start Reading text
The justice dimension of conservation data

Conservation prioritisation, political ecology and data justice: these are the three areas covered by conservation data justice, a new research field that is yet to be widely considered by political ecologists. In this context, the EU-funded CONDJUST project will interrogate conservation data and models, and explore the epistemic communities producing them. Its aim is to develop new theories of socially just, data-driven conservation. The project’s work is timely, considering new global targets to safeguard 30 % of the planet for conservation by 2030. Specifically, CONDJUST will examine the sources of bias and distortion in conservation data used in global prioritisation work. It will also use data justice thinking in new analyses of biodiversity conservation.

Objective

CONDJUST will create a new research field, Conservation Data Justice, that bridges three distinct areas of enquiry: conservation prioritisation, political ecology and Data Justice. The former uses data which risk marginalising rural peoples. The latter does not yet examine conservation data. Meanwhile political ecologists do not yet consider Data Justice approaches when tackling conservation prioritisation. CONDJUST will interrogate conservation data and models, and explore the epistemic communities producing them, to develop new theories of socially just, data-driven conservation. It will challenge the colonising tendencies of prioritisation work and seek decolonising alternatives.
end Reading text
start Material provided
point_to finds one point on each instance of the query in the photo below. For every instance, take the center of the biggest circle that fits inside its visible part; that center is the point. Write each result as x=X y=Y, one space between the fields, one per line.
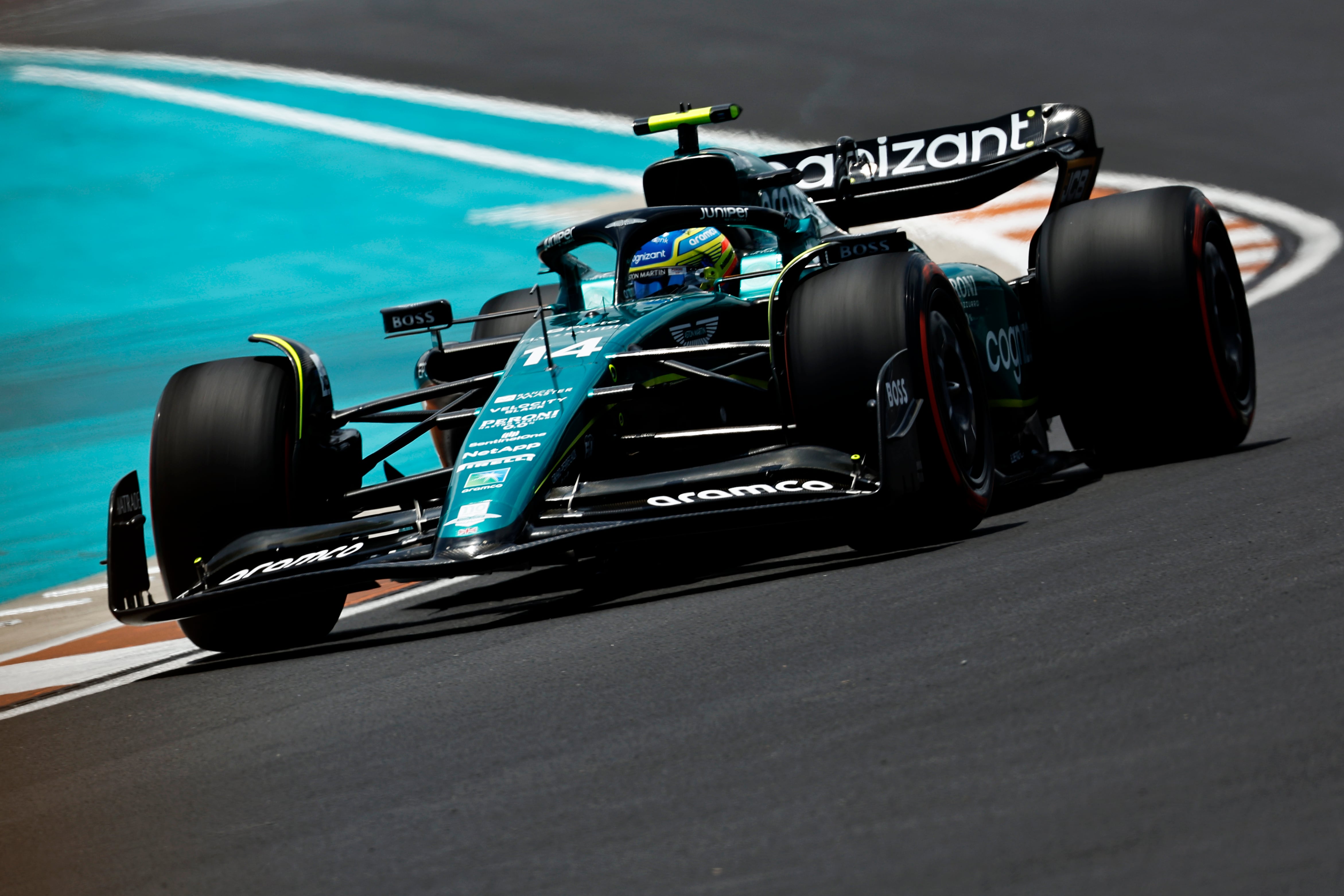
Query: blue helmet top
x=682 y=261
end Material provided
** Work to do **
Resume the description of the conservation data justice project, continuing right after its final sentence.

** Result of this task **
CONDJUST is timely because ambitious new global targets seek to safeguard 30% of the planet for conservation by 2030 (and more afterwards). These plans pose risks for rural people because the data and modelling they use can contain diverse forms of bias, exclusion and omission. These risks will grow as more social media data are used in conservation prioritisation. We need insights from Data Justice to understand these dangers, and how they might be counter-acted.

This project has four objectives, each with a corresponding work package. These are:

1. Systematically examine the sources of bias and distortion in conservation data used in global prioritisation work.
2. Use Data Justice thinking in new analyses of biodiversity conservation, and increase our understanding of socially just conservation prioritisation.
3. Critically explore the construction of different epistemic communities in conservation prioritisation, and political ecology, to understand what inhibits and enhances learning between them.
4. Examine how policies responding to prioritisation are shaped by, or resist, the new measures proposed.

These work packages will be pursued by an interdisciplinary team led by the PI and composed of three post-doctoral researchers, two PhDs, an administrator and an advisory board.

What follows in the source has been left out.